Exercise directions =
Every entry must be output exactly as it is written.

(Point-per-instance localization data)
Content starts

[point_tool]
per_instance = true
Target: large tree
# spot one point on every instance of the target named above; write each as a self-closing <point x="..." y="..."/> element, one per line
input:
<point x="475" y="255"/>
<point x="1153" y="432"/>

Content ends

Reply to the task =
[point_tool]
per_instance = true
Target: large tree
# spot one point on every instance of the target named above; write each as a self-closing <point x="..." y="..."/> element, one per line
input:
<point x="475" y="255"/>
<point x="1153" y="432"/>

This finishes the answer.